Wednesday, June 5, 2019

The Great Valley Museum Outdoor Nature Lab Stands De-fence-less!

Something special happened yesterday at Modesto Junior College and the Great Valley Museum. The Outdoor Nature Lab, which has been completely fenced off for most of the last year became "de-fenced". The construction process has not been finished, but the basic structures, the rocks, the plants, pathways, greenhouse, and irrigation/lighting are in place, and visitors are now able to wander through the newest addition to the Great Valley Museum.
The picture above is how the site looked in January shortly after the fencing went up. The field had been barren for three or four years after the construction of the Science Community Center. Some in the administration had wanted to plant the field with grass while we waited for the funding of the Outdoor Nature Lab to be approved, but the faculty and staff of the Center resisted. We were aware that it would make it easier for the funding to "disappear" if there was a nice grassy area. We chose to have a barren lot. The funding was precarious, as the lab was one of the final projects to be funded by our Measure E bond from a decade ago, and a cost over-run in other areas could have eliminated the project entirely.

> **Entries supplied**:
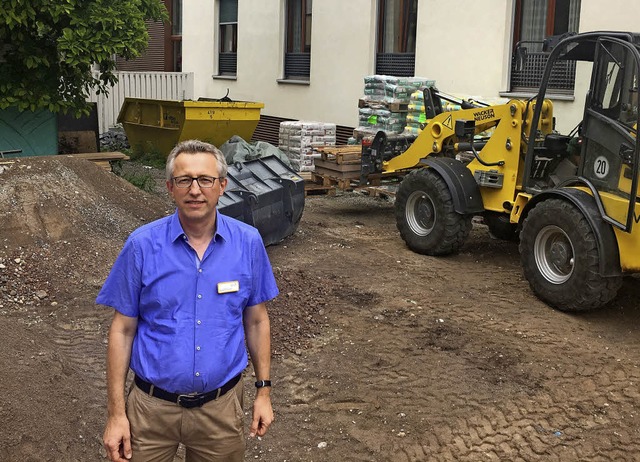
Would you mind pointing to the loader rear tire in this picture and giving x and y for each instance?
(425, 215)
(560, 258)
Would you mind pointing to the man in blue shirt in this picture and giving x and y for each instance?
(188, 290)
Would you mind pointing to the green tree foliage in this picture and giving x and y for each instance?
(48, 48)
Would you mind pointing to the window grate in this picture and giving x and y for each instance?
(396, 64)
(228, 63)
(527, 70)
(297, 66)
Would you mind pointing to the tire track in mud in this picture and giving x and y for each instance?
(462, 366)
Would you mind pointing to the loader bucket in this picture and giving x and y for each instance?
(266, 194)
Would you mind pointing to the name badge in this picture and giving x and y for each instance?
(228, 287)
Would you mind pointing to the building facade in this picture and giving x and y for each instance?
(306, 60)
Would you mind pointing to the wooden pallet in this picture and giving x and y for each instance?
(314, 189)
(347, 154)
(102, 159)
(345, 184)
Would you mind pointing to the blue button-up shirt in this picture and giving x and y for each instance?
(190, 335)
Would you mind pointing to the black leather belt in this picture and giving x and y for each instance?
(190, 400)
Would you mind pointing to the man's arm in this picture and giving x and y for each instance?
(258, 334)
(117, 435)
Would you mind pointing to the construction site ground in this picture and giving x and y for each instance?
(379, 354)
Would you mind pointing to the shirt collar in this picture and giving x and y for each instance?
(176, 231)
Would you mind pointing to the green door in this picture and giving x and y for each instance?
(35, 133)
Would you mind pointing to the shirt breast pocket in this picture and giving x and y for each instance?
(233, 294)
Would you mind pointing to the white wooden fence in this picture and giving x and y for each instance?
(152, 85)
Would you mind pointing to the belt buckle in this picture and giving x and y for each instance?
(191, 400)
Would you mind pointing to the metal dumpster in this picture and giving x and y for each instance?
(158, 125)
(266, 194)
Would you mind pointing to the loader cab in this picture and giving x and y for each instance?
(605, 150)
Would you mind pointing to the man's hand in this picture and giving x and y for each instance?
(117, 439)
(262, 415)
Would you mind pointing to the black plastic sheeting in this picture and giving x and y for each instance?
(266, 194)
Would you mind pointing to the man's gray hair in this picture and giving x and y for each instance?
(195, 147)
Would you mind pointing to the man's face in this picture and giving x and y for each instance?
(195, 203)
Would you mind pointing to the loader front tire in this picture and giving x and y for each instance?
(425, 215)
(560, 258)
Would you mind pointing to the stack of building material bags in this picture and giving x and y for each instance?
(384, 104)
(299, 140)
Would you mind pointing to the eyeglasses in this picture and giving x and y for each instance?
(185, 182)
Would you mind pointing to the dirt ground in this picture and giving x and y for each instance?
(379, 354)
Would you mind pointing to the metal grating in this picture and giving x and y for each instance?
(228, 63)
(396, 64)
(297, 66)
(526, 73)
(268, 130)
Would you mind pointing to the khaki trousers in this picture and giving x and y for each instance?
(213, 432)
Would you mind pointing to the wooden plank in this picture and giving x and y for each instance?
(98, 156)
(338, 168)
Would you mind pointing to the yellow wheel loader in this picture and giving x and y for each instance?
(571, 199)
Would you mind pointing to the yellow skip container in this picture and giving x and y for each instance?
(152, 124)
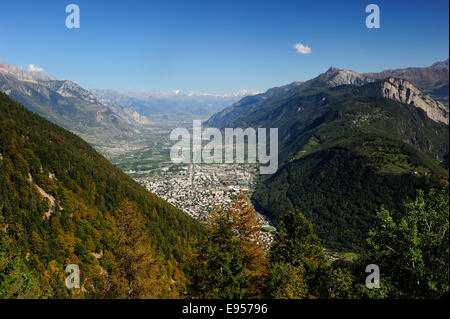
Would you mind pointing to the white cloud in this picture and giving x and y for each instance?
(302, 49)
(34, 68)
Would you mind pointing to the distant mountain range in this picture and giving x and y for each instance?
(64, 103)
(173, 105)
(348, 143)
(429, 79)
(60, 202)
(104, 115)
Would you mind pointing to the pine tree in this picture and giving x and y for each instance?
(137, 272)
(229, 262)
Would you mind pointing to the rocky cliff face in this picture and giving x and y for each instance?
(335, 77)
(403, 91)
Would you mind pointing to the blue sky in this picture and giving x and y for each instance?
(217, 46)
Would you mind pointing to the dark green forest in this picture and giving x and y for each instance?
(40, 237)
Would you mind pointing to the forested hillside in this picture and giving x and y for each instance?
(62, 203)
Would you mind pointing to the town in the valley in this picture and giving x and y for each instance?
(201, 189)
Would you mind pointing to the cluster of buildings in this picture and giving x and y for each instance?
(200, 189)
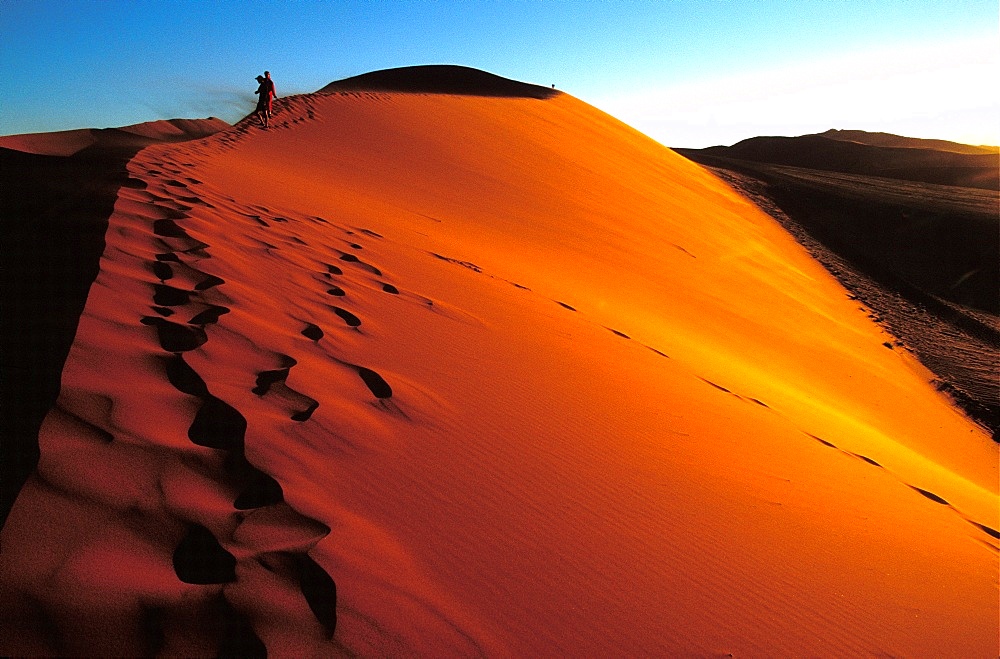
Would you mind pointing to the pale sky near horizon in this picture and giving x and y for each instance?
(689, 73)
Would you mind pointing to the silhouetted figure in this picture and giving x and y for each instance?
(266, 96)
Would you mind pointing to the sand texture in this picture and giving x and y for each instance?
(426, 374)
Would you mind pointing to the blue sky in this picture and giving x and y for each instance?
(687, 72)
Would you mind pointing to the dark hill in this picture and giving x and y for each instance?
(920, 255)
(888, 139)
(973, 170)
(440, 79)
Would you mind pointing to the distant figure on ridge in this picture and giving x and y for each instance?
(266, 94)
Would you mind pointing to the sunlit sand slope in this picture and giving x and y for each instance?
(455, 375)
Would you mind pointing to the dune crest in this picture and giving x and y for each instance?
(441, 374)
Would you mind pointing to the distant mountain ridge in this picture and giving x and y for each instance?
(889, 139)
(855, 152)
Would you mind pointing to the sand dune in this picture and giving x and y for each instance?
(926, 161)
(433, 374)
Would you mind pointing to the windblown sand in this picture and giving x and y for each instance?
(423, 374)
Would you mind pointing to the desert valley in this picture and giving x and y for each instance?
(445, 364)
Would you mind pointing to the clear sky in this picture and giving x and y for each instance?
(687, 72)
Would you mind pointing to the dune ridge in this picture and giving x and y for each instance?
(415, 394)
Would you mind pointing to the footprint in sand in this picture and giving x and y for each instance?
(312, 332)
(273, 382)
(174, 337)
(200, 559)
(350, 319)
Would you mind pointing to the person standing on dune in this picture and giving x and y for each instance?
(266, 94)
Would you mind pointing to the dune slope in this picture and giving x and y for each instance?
(457, 375)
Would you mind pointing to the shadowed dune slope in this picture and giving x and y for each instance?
(458, 375)
(440, 79)
(68, 142)
(56, 193)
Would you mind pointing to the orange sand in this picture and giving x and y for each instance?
(629, 415)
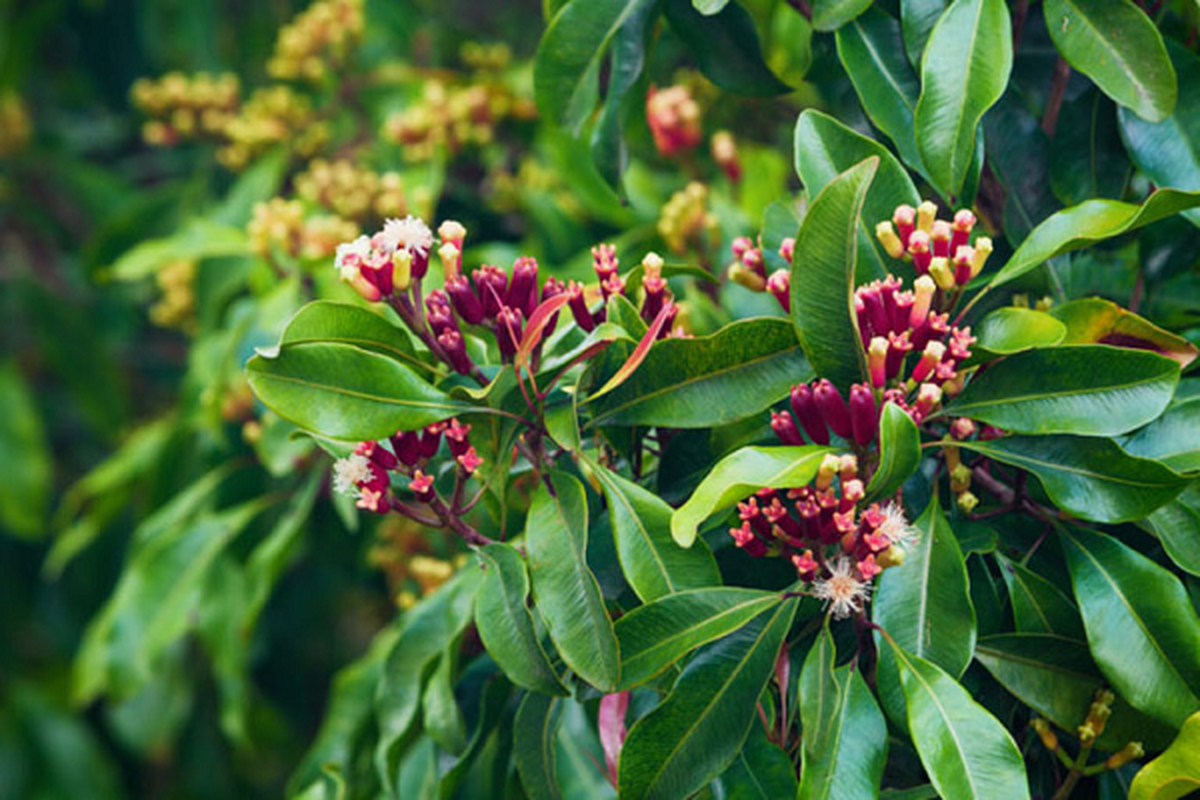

> **Exercise instructions**: Copy word for word the passage of the Outdoor Nature Lab post that begins with the words containing "The Great Valley Museum Outdoor" and ends with "to the Great Valley Museum.".

> **Answer for this exercise**:
The Great Valley Museum Outdoor Nature Lab Stands De-fence-less!

Something special happened yesterday at Modesto Junior College and the Great Valley Museum. The Outdoor Nature Lab, which has been completely fenced off for most of the last year became "de-fenced". The construction process has not been finished, but the basic structures, the rocks, the plants, pathways, greenhouse, and irrigation/lighting are in place, and visitors are now able to wander through the newest addition to the Great Valley Museum.